╭─ Data section

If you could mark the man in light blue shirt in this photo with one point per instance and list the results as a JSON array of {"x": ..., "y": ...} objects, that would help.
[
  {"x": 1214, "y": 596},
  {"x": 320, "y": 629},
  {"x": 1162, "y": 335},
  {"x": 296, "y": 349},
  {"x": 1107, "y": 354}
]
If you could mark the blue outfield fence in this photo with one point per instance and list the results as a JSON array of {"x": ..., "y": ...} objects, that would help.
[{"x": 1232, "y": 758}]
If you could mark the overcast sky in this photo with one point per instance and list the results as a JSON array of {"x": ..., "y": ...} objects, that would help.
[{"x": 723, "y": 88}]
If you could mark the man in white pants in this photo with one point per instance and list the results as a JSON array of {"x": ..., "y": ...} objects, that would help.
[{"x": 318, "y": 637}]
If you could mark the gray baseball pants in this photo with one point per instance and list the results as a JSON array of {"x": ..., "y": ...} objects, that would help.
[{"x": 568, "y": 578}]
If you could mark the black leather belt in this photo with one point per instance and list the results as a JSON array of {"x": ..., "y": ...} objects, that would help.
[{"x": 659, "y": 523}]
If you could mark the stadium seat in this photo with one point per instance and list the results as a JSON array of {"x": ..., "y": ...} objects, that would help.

╰─

Activity |
Return exactly the lines from the one containing "If you could mark the overcast" to the last line of the data, and nothing more.

Response box |
If you could mark the overcast sky in this photo with one point per instance and list the results as a JSON array of {"x": ..., "y": ...} objects, that would help.
[{"x": 723, "y": 88}]
If you could mark the man in white pants in this photo with one point per instance and list the results as a JSON array of {"x": ..., "y": ...} objects, that would help.
[{"x": 318, "y": 637}]
If you could mark the gray baseball pants in this photo with one point per instance and list the results as a JSON array of {"x": ..., "y": ...} objects, that would help.
[{"x": 568, "y": 578}]
If you could mark the black leather belt in this photo with one point per instance and list the results as a JSON array of {"x": ..., "y": ...} objects, that would help.
[{"x": 659, "y": 523}]
If you could mark the stadium seat in this photo with one point per instance and list the results as a JSON array of {"x": ..., "y": ...} objects, that would help.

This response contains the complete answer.